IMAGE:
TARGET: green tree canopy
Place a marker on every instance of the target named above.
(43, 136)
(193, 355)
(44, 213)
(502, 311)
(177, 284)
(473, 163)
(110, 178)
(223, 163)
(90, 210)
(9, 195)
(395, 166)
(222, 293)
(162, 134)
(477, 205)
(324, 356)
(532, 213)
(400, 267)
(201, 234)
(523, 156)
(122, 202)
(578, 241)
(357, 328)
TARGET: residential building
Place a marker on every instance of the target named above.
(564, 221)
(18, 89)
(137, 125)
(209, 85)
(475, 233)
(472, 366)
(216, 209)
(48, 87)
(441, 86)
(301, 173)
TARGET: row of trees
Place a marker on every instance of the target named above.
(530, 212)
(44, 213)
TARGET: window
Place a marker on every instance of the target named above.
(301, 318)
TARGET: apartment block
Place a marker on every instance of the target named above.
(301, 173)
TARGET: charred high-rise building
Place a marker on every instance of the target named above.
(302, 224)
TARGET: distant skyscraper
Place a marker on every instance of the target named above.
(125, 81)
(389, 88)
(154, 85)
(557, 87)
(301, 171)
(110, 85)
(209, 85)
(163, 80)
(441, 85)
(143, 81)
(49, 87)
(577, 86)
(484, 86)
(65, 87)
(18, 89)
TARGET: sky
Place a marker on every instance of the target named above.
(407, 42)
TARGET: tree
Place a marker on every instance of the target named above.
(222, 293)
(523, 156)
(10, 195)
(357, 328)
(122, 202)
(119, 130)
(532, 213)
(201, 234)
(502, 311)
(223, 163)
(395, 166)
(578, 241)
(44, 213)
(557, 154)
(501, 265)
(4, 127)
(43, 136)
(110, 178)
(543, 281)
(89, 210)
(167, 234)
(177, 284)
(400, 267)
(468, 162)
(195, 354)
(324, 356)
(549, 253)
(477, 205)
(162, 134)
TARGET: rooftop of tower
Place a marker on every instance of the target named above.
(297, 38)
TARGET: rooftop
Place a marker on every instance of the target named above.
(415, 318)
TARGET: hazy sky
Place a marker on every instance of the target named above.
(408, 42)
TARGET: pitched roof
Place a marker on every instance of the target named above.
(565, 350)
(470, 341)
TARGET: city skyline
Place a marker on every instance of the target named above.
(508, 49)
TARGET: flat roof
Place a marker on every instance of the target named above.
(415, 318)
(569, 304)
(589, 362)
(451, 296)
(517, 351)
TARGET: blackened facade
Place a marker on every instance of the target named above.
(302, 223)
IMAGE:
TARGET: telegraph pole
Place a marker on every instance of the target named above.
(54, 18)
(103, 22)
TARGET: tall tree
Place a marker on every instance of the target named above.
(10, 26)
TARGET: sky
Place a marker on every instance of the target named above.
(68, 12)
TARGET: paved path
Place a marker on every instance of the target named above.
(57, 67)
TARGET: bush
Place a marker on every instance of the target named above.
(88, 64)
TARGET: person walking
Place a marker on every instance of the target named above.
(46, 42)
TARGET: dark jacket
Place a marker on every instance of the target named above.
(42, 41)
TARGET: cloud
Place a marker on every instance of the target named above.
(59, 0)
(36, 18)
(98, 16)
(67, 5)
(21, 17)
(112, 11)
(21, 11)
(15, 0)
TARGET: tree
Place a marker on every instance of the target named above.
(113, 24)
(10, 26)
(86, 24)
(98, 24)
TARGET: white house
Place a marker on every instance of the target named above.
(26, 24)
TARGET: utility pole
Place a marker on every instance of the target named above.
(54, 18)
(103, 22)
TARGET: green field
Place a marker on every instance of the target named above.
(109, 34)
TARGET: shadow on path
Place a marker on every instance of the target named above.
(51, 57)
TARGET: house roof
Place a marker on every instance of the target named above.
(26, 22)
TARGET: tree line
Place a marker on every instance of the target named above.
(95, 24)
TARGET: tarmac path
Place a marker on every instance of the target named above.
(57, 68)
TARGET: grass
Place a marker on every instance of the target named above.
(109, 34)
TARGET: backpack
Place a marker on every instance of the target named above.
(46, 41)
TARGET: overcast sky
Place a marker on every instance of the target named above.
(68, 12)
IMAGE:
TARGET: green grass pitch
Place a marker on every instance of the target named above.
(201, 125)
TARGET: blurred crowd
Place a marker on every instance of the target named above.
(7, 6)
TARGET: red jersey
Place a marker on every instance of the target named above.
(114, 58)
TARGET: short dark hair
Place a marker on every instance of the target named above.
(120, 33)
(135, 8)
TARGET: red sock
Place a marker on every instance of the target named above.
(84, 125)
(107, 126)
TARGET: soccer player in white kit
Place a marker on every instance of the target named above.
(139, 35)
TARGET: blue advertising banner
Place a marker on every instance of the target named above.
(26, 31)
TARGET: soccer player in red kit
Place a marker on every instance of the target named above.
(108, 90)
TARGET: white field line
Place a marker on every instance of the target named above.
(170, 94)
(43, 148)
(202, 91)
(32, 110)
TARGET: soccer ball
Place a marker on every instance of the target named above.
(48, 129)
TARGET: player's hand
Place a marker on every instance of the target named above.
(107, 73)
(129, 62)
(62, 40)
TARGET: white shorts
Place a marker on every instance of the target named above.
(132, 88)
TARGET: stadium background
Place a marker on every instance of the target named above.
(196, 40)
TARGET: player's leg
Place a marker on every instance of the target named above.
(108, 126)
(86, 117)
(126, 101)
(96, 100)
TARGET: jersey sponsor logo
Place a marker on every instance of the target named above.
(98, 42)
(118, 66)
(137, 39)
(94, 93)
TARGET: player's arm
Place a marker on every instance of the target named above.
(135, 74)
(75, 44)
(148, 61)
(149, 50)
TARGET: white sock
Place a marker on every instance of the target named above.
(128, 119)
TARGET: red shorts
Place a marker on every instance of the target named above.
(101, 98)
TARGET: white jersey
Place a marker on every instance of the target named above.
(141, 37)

### WORK TO BE COMPLETED
From the listing above, extract every line exactly as it stands.

### EXERCISE ANSWER
IMAGE:
TARGET: green tree canopy
Place a marker on every instance of the target named above.
(43, 136)
(193, 355)
(44, 213)
(502, 311)
(177, 284)
(473, 163)
(110, 178)
(223, 163)
(90, 210)
(9, 195)
(395, 166)
(222, 293)
(162, 134)
(477, 205)
(324, 356)
(532, 213)
(400, 267)
(201, 234)
(523, 156)
(122, 202)
(578, 241)
(357, 328)
TARGET: residential building
Place a marker on every instance of the target named above.
(564, 221)
(18, 89)
(137, 125)
(209, 85)
(475, 233)
(472, 366)
(216, 209)
(48, 87)
(441, 86)
(301, 173)
TARGET: row of trees
Place a marker on every instance of the target named above.
(530, 212)
(44, 213)
TARGET: window
Place a marker on every instance of the target named above.
(301, 318)
TARGET: apartment block
Place a marker on every instance of the target named above.
(301, 173)
TARGET: charred high-rise building
Place a marker on every instance of the target named above.
(302, 224)
TARGET: distant skyscraper
Place a marker on every instance of the target named above.
(125, 81)
(389, 88)
(154, 85)
(557, 87)
(301, 171)
(110, 85)
(209, 85)
(163, 80)
(441, 85)
(143, 81)
(49, 87)
(577, 86)
(484, 86)
(65, 87)
(18, 89)
TARGET: sky
Place a marker on every instance of the target named above.
(407, 42)
TARGET: tree
Place a marker on every instance of the target named above.
(222, 293)
(523, 156)
(10, 195)
(357, 328)
(122, 202)
(119, 130)
(532, 213)
(201, 234)
(502, 311)
(223, 163)
(395, 166)
(578, 241)
(44, 213)
(557, 154)
(501, 265)
(4, 127)
(43, 136)
(110, 178)
(543, 281)
(89, 210)
(167, 234)
(177, 284)
(400, 267)
(468, 162)
(195, 354)
(324, 356)
(549, 253)
(477, 205)
(162, 134)
TARGET: rooftop of tower
Place a marker on every instance of the target named above.
(297, 38)
TARGET: rooftop
Place a marker on every instance of the target named above.
(415, 318)
TARGET: hazy sky
Place a marker on every instance of the target named above.
(408, 42)
TARGET: pitched roof
Place a marker on every instance of the target named above.
(565, 350)
(470, 341)
TARGET: city skyline
Place a marker on every instance of the target named above.
(508, 49)
TARGET: flat roof
Place a marker on every instance of the target named above.
(415, 318)
(569, 304)
(589, 362)
(451, 296)
(517, 351)
TARGET: blackened facade
Place a marker on every instance of the target named above.
(302, 223)
IMAGE:
TARGET: telegraph pole
Place a marker on every instance of the target named above.
(54, 18)
(103, 22)
TARGET: tall tree
Place a marker on every instance of the target named above.
(10, 26)
TARGET: sky
Place a marker on every instance of the target named above.
(68, 12)
TARGET: paved path
Place a marker on every instance of the target named above.
(57, 67)
TARGET: bush
Place a marker on every instance of the target named above.
(88, 64)
TARGET: person walking
Place a marker on every instance of the target named above.
(46, 42)
TARGET: dark jacket
Place a marker on every instance of the target named above.
(42, 41)
TARGET: cloud
Place a marker on every instance of the target named above.
(59, 0)
(36, 18)
(98, 16)
(67, 5)
(21, 17)
(112, 11)
(21, 11)
(15, 0)
TARGET: tree
Place a marker on every instance of the target named above.
(113, 24)
(10, 26)
(86, 24)
(98, 24)
TARGET: white house
Place a marker on every instance of the target named above.
(26, 24)
TARGET: utility pole
Place a marker on every instance of the target named above.
(54, 18)
(103, 22)
TARGET: green field
Place a marker on every instance of the target named above.
(109, 34)
TARGET: shadow on path
Place a marker on every instance of the target named above.
(51, 57)
TARGET: house roof
Place a marker on every instance of the target named above.
(26, 22)
TARGET: tree line
Place a marker on every instance of the target named above.
(95, 24)
TARGET: tarmac path
Place a marker on every instance of the target named above.
(57, 68)
TARGET: grass
Place a marker on every instance of the target named above.
(109, 34)
TARGET: backpack
Place a marker on every instance of the target named above.
(46, 41)
TARGET: overcast sky
Place a marker on every instance of the target named above.
(68, 12)
IMAGE:
TARGET: green grass pitch
Place a marker on every instance of the target named above.
(201, 125)
TARGET: blurred crowd
Place a marker on every instance of the target named above.
(7, 6)
TARGET: red jersey
Place a marker on every instance of the target named above.
(114, 58)
TARGET: short dark hair
Place a marker on every instance of the target named above.
(120, 33)
(135, 8)
TARGET: red sock
Place a marker on every instance of the target named above.
(84, 125)
(107, 126)
TARGET: soccer player in white kit
Place a marker on every instance of the target named above.
(139, 35)
TARGET: blue advertising banner
Place a marker on every instance of the target named above.
(26, 31)
TARGET: soccer player in red kit
Place a marker on every instance of the target named above.
(108, 90)
TARGET: white field line
Place a marker on every instance of the target named above.
(170, 94)
(43, 148)
(202, 91)
(32, 110)
TARGET: soccer ball
Place a marker on every instance of the target named above.
(48, 129)
TARGET: player's hand
Place a marker on every instance of the target named above.
(107, 73)
(129, 62)
(62, 40)
TARGET: white shorts
Place a marker on every instance of the target named above.
(132, 88)
TARGET: stadium background
Place a marker on every instance of the target named above.
(196, 40)
TARGET: player's leg
Place a marker on every instance of the target named above.
(108, 126)
(86, 117)
(126, 101)
(96, 100)
TARGET: jersey sponsor logo
Place a marker on every instance of the target named above.
(98, 42)
(118, 66)
(137, 39)
(94, 93)
TARGET: player's arm
Place a marker on every instance of the target named above.
(135, 74)
(75, 44)
(148, 61)
(149, 50)
TARGET: white sock
Place a marker on every instance of the target named above.
(128, 119)
TARGET: red shorts
Place a marker on every instance of the target named above.
(101, 98)
TARGET: white jersey
Place a marker on every instance of the target named above.
(141, 37)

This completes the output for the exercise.